■ Work to be completed ■
Echo the material below line for line, without changing a single character.

begin

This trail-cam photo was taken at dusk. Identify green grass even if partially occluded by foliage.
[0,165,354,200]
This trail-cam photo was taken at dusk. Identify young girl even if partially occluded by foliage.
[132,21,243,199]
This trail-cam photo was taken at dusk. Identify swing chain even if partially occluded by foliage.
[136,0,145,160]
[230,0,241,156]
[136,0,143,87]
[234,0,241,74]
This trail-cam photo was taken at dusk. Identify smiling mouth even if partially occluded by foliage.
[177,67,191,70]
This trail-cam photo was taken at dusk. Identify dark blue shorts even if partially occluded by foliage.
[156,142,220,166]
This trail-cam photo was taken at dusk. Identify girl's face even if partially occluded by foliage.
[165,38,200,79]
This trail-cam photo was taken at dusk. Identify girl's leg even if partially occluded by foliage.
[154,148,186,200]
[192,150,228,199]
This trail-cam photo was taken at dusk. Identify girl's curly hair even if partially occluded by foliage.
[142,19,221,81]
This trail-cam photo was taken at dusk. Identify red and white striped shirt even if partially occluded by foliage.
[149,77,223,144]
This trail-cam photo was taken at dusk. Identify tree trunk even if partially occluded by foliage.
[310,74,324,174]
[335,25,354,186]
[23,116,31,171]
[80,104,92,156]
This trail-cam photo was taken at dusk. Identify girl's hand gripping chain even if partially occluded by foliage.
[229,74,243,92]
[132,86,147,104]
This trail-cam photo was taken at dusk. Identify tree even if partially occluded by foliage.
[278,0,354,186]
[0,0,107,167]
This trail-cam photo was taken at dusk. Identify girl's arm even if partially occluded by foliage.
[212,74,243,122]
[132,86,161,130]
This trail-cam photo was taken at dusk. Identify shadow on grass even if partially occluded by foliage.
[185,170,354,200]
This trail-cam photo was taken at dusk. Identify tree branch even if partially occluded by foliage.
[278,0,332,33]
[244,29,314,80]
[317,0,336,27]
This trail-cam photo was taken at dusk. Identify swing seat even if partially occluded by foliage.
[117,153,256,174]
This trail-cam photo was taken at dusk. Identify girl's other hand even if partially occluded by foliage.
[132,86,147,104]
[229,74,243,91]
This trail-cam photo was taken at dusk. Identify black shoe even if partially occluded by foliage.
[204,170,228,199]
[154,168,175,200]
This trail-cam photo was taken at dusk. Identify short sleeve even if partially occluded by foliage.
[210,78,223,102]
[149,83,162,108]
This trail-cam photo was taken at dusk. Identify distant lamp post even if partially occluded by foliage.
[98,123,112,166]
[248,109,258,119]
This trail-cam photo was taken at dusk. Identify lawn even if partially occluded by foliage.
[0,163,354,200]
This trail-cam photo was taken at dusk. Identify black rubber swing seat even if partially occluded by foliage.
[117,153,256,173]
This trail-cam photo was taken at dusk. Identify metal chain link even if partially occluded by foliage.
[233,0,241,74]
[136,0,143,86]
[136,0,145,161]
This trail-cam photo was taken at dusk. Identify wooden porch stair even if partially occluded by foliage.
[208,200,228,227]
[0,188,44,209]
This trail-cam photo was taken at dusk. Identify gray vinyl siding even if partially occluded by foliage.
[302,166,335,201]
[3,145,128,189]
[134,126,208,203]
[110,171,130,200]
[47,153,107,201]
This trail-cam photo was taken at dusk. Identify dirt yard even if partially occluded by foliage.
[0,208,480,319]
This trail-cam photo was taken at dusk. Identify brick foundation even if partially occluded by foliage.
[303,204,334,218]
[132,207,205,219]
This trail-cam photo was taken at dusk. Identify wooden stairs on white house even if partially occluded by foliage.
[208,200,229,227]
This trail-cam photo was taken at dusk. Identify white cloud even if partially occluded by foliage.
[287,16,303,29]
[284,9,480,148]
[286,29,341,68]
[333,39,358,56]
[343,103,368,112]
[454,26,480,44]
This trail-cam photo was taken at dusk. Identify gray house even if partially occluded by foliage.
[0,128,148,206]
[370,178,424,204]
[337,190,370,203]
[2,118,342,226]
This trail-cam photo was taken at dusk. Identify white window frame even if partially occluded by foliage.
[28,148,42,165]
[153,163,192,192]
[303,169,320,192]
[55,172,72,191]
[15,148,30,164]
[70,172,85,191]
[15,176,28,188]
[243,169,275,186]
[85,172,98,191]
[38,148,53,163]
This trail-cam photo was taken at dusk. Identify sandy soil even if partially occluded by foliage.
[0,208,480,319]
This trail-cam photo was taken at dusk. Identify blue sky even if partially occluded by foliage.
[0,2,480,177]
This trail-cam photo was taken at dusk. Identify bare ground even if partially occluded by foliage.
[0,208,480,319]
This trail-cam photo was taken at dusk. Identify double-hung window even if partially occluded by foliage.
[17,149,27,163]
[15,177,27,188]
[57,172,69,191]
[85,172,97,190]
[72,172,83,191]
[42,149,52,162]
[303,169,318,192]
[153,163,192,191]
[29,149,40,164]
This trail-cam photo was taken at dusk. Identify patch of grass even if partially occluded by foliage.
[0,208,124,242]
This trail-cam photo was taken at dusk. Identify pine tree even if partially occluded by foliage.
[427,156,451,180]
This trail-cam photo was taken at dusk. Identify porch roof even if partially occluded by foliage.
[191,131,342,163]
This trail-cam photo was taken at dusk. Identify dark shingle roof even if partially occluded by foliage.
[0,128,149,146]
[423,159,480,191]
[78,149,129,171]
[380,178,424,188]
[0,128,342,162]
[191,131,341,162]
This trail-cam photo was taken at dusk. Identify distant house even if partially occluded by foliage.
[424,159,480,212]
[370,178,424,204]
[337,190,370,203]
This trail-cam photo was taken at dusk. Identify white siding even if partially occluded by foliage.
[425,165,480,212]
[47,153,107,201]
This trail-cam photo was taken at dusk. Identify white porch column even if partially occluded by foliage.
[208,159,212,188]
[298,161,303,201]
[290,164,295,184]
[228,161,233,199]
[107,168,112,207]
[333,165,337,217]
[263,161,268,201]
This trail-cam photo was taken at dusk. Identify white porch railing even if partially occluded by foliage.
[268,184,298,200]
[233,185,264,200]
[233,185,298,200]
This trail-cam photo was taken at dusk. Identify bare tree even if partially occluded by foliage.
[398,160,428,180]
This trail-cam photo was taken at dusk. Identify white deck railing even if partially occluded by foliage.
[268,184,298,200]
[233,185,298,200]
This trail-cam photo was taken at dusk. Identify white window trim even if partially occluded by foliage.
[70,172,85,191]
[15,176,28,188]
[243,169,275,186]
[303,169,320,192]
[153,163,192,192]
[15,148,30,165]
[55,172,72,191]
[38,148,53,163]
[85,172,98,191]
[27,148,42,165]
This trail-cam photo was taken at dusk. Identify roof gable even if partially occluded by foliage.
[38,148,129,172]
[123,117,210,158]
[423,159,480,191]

end

■ Problem solution ■
This trail-cam photo was taken at dusk. Identify green grass even if partially occluded by foliage.
[0,165,354,200]
This trail-cam photo was taken at dusk. Identify young girl even if partially occluded by foliage.
[132,21,243,199]
This trail-cam photo was taken at dusk. Identify swing chain even if partially occluded by foliage.
[136,0,145,160]
[230,0,241,156]
[136,0,143,87]
[234,0,241,74]
This trail-cam photo was taken at dusk. Identify smiling mouth even if partially occluded by foliage.
[177,67,191,70]
This trail-cam photo was taken at dusk. Identify dark blue shorts even if partially occluded by foliage.
[156,142,220,166]
This trail-cam photo was taken at dusk. Identify girl's face even if partially occluded by foliage.
[165,38,200,79]
This trail-cam photo was taken at dusk. Identify girl's leg even if partially occluded by foliage.
[154,148,186,200]
[192,150,228,199]
This trail-cam photo was taken at dusk. Identify girl's curly hair even if partially occluded by foliage.
[142,19,221,81]
This trail-cam photo was taken at dusk. Identify red and white striped shirt even if partially occluded by foliage.
[149,77,223,144]
This trail-cam photo was taken at dusk. Identify tree trunk even if partially occluded by foliage.
[310,74,324,174]
[335,25,354,186]
[23,116,31,171]
[80,104,92,156]
This trail-cam photo was taken at dusk. Identify girl's hand gripping chain even if partially occluded by foliage.
[229,74,243,92]
[132,86,147,104]
This trail-cam photo was taken at dusk. Identify tree even if partially occluded by foliage.
[278,0,354,186]
[0,0,107,167]
This trail-cam photo was taken at dusk. Identify girl's arm even if partially occluded by foliage.
[212,74,243,122]
[132,86,161,130]
This trail-cam photo was taken at dusk. Identify shadow on grass even if partially occluded by foliage.
[185,170,354,200]
This trail-cam photo was taken at dusk. Identify tree branch even if partially occluded by foliage.
[278,0,332,33]
[244,29,314,80]
[317,0,336,27]
This trail-cam photo was taken at dusk. Identify swing seat even if partially occluded by foliage.
[117,153,256,174]
This trail-cam photo was taken at dusk. Identify girl's other hand even if partially occluded by foliage.
[132,86,147,104]
[229,74,243,91]
This trail-cam photo was taken at dusk. Identify black shoe even if partially occluded by foliage.
[204,170,228,199]
[154,168,175,200]
This trail-cam photo was taken at dusk. Identify short sleeve even if partially occluded by foliage.
[210,78,223,102]
[149,83,162,108]
This trail-cam photo was taken at dusk. Identify distant lamp post even if partially occluded by foliage.
[98,123,112,166]
[248,109,258,119]
This trail-cam photo was taken at dusk. Identify lawn even if partially occluded by foliage.
[0,163,354,200]
This trail-cam photo was taken at dusk. Identify black rubber swing seat even if partially occluded by foliage.
[117,153,256,173]
This trail-cam photo was taken at dusk. Identify metal chain link even if partially occluded by foliage.
[233,0,241,74]
[136,0,143,86]
[136,0,145,161]
This trail-cam photo was taken at dusk. Identify wooden porch stair even if partially occluded by foliage.
[208,200,228,227]
[0,188,44,209]
This trail-cam photo was taken at dusk. Identify gray vinyl siding even if partially occluded by foliage.
[302,166,335,201]
[3,145,128,189]
[134,126,208,203]
[110,171,130,200]
[47,153,107,201]
This trail-cam photo was taken at dusk. Identify dirt yard even if partially occluded by foliage.
[0,208,480,319]
This trail-cam photo was taken at dusk. Identify brick foundation even if partially occluded by foliage.
[303,204,334,218]
[132,207,205,219]
This trail-cam photo was taken at dusk. Identify wooden stairs on white house even if partially occluded by foliage.
[208,200,229,227]
This trail-cam photo was taken at dusk. Identify white cloud even if partially occluded by foliage.
[287,16,303,29]
[284,9,480,148]
[286,29,341,68]
[333,39,358,56]
[343,103,368,112]
[454,26,480,44]
This trail-cam photo was taken at dusk. Identify gray house even if partially occluded by foliage.
[0,128,148,206]
[370,178,424,204]
[337,190,370,203]
[2,118,342,226]
This trail-cam photo was taken at dusk. Identify white window frame even if partially occluded by foliage.
[28,148,42,165]
[153,163,192,192]
[303,169,320,192]
[55,172,72,191]
[15,148,30,164]
[70,172,85,191]
[15,176,28,188]
[243,169,275,186]
[85,172,98,191]
[38,148,53,163]
This trail-cam photo was taken at dusk. Identify sandy soil even if partially occluded by foliage.
[0,208,480,319]
This trail-cam photo was taken at dusk. Identify blue sky even if partially occluded by foliage.
[0,2,480,177]
This trail-cam photo was taken at dusk. Identify bare ground even if partially occluded by foliage.
[0,208,480,319]
This trail-cam photo was taken at dusk. Identify double-hung window even if partially occluded by foliage.
[17,149,27,163]
[15,177,27,188]
[57,172,69,191]
[85,172,97,190]
[72,172,83,191]
[42,149,52,162]
[303,169,318,192]
[153,163,192,191]
[29,149,40,164]
This trail-cam photo was taken at dusk. Identify patch of grass even if partially occluded by foliage.
[0,208,124,242]
This trail-cam photo was taken at dusk. Identify pine tree even if partially occluded by foliage.
[427,156,451,180]
This trail-cam photo was taken at dusk. Identify porch roof even if partially occluded by foliage.
[191,131,342,163]
This trail-cam photo was taken at dusk. Identify dark shingle roof even if partially occluded by foliage.
[0,128,149,146]
[423,159,480,191]
[78,149,129,171]
[380,178,424,188]
[0,128,342,162]
[191,131,341,162]
This trail-cam photo was taken at dusk. Identify distant house even if partially occluded by foliage.
[424,159,480,212]
[370,178,424,204]
[337,190,370,203]
This trail-cam photo was taken at dusk. Identify white siding even if partially occluded by foliage.
[425,165,480,212]
[47,153,107,201]
This trail-cam photo was taken at dusk. Identify white porch column even if partially occluded by foliage.
[208,159,212,188]
[298,161,303,201]
[290,164,295,184]
[228,161,233,199]
[107,168,112,207]
[333,165,337,217]
[263,161,268,201]
This trail-cam photo was taken at dusk. Identify white porch railing even if partially occluded by foliage.
[268,184,298,200]
[233,185,264,200]
[233,185,298,200]
This trail-cam photo was taken at dusk. Identify bare tree even if partially occluded by foliage.
[398,160,428,180]
This trail-cam photo was taken at dusk. Identify white deck railing even if partially occluded by foliage.
[268,184,298,200]
[233,185,298,200]
This trail-cam photo was taken at dusk. Identify white window trim even if partially occluded by foliage.
[70,172,85,191]
[15,176,28,188]
[243,169,275,186]
[303,169,320,192]
[153,163,192,192]
[15,148,30,165]
[55,172,72,191]
[38,148,53,163]
[85,172,98,191]
[27,148,42,165]
This trail-cam photo was taken at dusk. Identify roof gable even if partially occluded by foliage.
[38,148,129,172]
[123,117,210,158]
[423,159,480,191]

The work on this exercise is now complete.